__Source records__:
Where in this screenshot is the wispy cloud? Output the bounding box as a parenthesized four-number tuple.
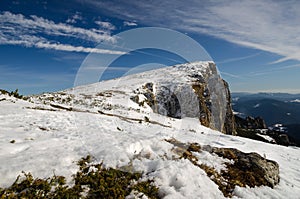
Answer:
(35, 42, 124, 54)
(95, 20, 115, 30)
(66, 12, 83, 24)
(83, 0, 300, 62)
(123, 21, 137, 27)
(0, 11, 123, 54)
(248, 63, 300, 77)
(216, 52, 262, 64)
(220, 71, 243, 79)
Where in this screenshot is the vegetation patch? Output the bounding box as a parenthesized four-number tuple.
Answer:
(165, 138, 279, 198)
(0, 89, 24, 100)
(0, 155, 160, 199)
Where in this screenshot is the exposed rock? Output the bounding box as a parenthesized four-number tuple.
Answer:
(235, 115, 296, 146)
(222, 80, 236, 135)
(131, 62, 236, 135)
(269, 132, 291, 146)
(277, 134, 290, 146)
(154, 86, 182, 119)
(212, 147, 280, 188)
(235, 115, 267, 129)
(165, 138, 280, 197)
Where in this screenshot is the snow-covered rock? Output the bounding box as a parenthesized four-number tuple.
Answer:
(30, 61, 235, 135)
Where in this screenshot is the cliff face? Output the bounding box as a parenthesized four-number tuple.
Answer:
(132, 62, 236, 135)
(222, 80, 236, 135)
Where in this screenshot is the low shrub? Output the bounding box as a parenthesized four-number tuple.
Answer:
(0, 155, 160, 199)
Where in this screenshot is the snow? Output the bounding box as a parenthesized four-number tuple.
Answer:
(254, 103, 260, 108)
(291, 99, 300, 103)
(256, 133, 276, 143)
(1, 62, 300, 198)
(232, 97, 239, 102)
(2, 97, 300, 198)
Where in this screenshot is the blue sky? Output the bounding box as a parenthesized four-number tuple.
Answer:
(1, 0, 300, 95)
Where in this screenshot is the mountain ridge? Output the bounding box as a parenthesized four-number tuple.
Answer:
(0, 61, 299, 198)
(31, 61, 235, 135)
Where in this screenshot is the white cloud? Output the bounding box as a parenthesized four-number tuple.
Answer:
(35, 42, 124, 54)
(83, 0, 300, 62)
(123, 21, 137, 26)
(95, 20, 115, 30)
(66, 12, 83, 24)
(0, 11, 123, 54)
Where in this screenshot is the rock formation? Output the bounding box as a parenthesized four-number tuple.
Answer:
(235, 115, 267, 129)
(132, 62, 236, 135)
(166, 138, 280, 197)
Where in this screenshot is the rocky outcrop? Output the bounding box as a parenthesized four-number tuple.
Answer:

__What this task involves__: Search the data above and return each line in which "snow" occurs.

__Result of the task__:
Where in this screenshot is the snow-covered rock? Output the bounding box as a parenthesized four-number tuple.
Where in this screenshot is the snow? Output the bounding box as a parenthesized four-number tuple.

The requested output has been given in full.